Reproduce every line of the data below, requests included, and multiply each coordinate in the answers by 0.55, rounding to the nearest whole number with halves rounded up.

☆ ☆ ☆ ☆ ☆ ☆ ☆

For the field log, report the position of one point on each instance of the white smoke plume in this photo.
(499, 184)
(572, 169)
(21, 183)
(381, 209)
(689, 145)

☆ ☆ ☆ ☆ ☆ ☆ ☆

• **Response to this task**
For the field log, report the position of one point on each instance of the white smoke plume in this photo.
(274, 101)
(315, 93)
(12, 101)
(210, 115)
(379, 80)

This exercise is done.